DATASET EXCERPTS »
------------------------------------

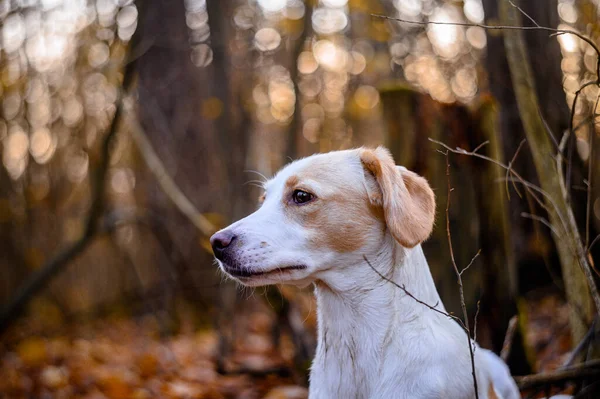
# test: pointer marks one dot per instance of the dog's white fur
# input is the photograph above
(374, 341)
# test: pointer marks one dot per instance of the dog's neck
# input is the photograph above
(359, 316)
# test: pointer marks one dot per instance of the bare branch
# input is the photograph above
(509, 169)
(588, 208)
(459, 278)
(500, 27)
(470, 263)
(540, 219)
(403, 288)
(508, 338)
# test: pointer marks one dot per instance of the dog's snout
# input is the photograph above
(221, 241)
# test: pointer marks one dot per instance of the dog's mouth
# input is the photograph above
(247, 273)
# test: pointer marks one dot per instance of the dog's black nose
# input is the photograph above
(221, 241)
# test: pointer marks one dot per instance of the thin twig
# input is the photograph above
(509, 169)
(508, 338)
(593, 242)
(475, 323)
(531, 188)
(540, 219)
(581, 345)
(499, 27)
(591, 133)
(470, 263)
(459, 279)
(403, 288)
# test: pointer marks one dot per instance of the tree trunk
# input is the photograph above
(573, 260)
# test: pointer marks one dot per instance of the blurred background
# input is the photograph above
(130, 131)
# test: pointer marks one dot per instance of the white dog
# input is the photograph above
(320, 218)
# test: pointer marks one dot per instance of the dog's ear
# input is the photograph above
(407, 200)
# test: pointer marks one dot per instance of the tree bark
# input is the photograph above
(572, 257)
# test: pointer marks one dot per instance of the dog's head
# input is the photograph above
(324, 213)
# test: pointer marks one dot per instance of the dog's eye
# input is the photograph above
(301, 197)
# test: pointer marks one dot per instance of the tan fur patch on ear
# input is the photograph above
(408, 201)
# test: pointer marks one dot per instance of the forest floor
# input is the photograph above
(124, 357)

------------------------------------

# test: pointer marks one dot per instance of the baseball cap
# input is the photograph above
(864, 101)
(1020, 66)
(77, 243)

------------------------------------

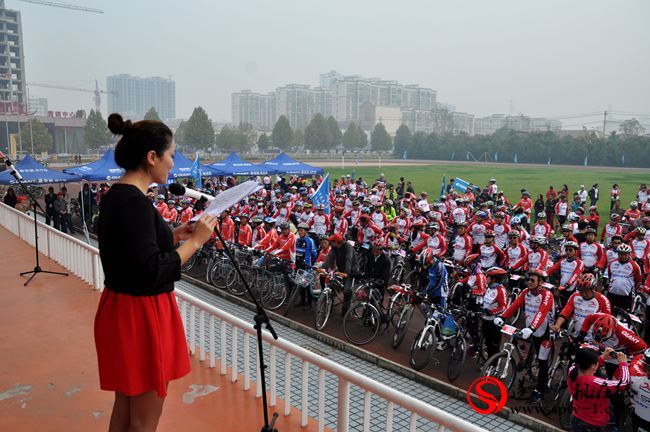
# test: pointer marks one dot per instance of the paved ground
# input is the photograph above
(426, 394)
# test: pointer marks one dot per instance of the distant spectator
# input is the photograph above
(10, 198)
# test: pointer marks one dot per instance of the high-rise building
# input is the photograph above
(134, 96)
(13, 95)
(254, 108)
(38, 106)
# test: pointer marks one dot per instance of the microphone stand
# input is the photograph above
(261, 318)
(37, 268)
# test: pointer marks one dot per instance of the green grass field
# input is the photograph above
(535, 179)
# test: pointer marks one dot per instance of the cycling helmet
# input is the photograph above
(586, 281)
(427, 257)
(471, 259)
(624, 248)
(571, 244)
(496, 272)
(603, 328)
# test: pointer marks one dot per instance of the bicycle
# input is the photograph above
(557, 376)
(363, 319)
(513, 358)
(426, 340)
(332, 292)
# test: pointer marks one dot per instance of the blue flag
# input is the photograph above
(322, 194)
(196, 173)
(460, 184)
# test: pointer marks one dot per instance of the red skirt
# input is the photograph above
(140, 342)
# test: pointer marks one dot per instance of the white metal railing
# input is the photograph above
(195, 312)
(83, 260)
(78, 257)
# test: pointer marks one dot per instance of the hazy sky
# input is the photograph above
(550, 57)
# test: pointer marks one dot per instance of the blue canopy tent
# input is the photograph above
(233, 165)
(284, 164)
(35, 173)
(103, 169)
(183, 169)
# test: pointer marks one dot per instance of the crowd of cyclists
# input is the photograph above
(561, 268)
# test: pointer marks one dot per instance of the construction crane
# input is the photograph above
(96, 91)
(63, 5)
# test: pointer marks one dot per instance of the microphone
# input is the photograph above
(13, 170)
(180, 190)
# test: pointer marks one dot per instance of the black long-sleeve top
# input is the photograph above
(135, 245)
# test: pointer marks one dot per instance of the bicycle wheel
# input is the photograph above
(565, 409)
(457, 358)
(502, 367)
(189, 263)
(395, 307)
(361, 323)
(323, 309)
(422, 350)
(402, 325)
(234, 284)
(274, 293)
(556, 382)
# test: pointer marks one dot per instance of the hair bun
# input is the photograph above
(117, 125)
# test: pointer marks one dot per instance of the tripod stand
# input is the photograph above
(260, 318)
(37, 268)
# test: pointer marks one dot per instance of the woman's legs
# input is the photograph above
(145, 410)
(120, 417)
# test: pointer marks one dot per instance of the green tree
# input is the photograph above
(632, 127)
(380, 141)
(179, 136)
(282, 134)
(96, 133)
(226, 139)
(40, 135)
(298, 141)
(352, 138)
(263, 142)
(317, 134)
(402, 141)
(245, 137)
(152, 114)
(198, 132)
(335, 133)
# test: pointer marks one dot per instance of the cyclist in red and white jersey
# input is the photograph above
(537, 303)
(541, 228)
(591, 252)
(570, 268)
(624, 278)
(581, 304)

------------------------------------

TASK INSTRUCTIONS » Count the lines in the items above that contain the string "stand". Reply with the number alone.

TASK OUTPUT » 2